:: INSTRUCTIONS TO FOLLOW ::
How many lines in the listing below contain the string "attic"? Reply with the number alone.

start

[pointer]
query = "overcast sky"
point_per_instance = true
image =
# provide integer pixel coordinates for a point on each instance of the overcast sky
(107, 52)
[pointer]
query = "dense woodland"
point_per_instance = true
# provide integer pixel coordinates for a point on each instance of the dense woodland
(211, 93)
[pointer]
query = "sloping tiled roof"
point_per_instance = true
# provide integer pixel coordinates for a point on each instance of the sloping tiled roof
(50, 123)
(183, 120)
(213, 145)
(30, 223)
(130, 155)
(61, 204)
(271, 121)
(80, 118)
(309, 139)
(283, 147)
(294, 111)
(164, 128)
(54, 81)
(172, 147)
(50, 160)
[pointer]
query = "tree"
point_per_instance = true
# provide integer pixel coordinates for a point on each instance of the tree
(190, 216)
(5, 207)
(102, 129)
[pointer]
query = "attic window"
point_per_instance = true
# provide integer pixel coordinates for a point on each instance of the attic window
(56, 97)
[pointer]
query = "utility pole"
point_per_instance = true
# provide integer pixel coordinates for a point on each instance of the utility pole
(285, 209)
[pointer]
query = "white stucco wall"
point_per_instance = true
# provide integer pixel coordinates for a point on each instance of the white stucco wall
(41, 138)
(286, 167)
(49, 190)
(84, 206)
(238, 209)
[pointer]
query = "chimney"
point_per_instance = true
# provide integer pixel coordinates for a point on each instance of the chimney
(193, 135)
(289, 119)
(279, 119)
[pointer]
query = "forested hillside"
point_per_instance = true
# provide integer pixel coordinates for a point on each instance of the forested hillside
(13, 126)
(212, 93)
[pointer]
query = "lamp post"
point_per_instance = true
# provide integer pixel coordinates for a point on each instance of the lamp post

end
start

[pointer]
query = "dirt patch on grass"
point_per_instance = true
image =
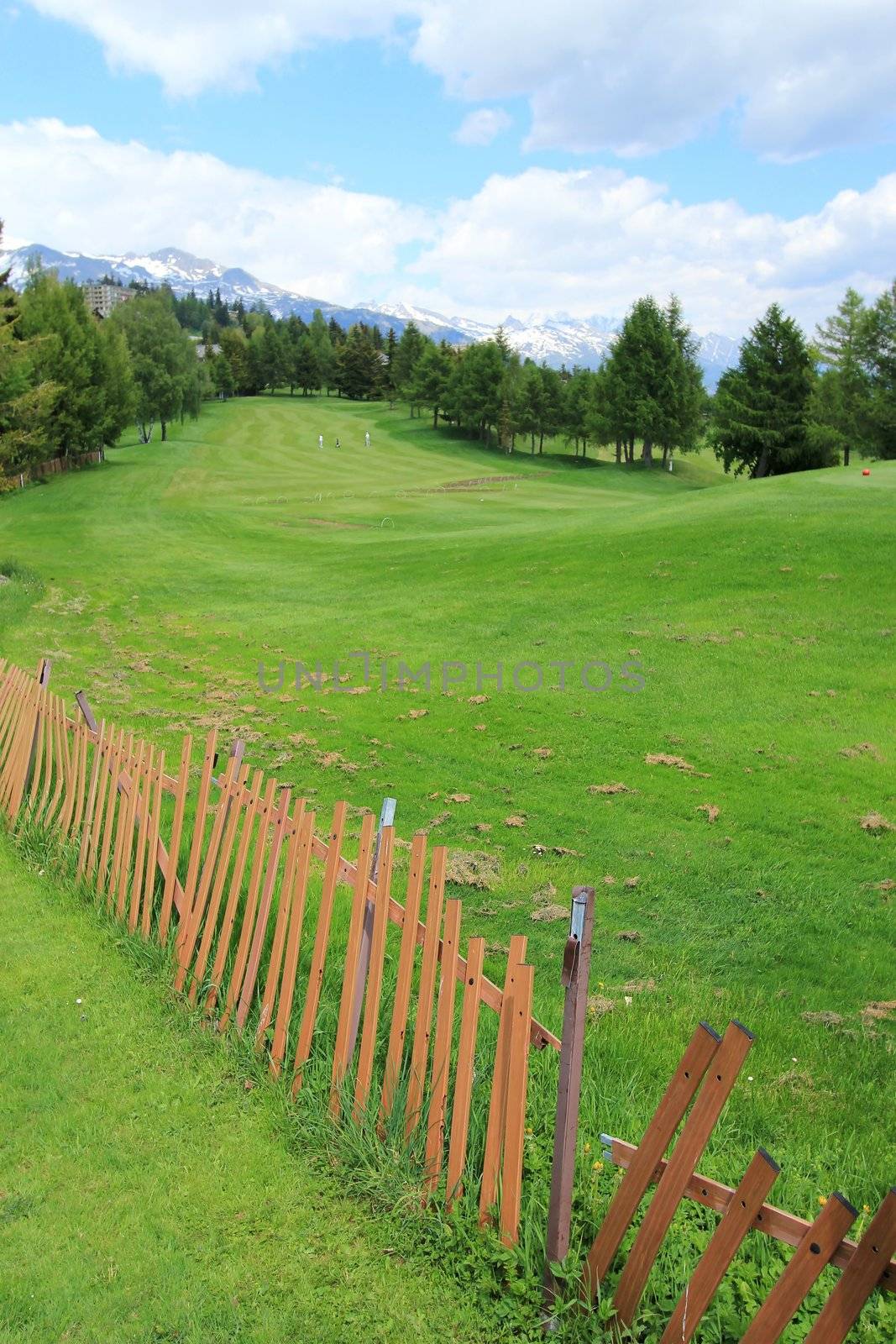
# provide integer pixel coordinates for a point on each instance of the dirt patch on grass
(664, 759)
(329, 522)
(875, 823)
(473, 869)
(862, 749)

end

:: SOLVED PROBLEM ::
2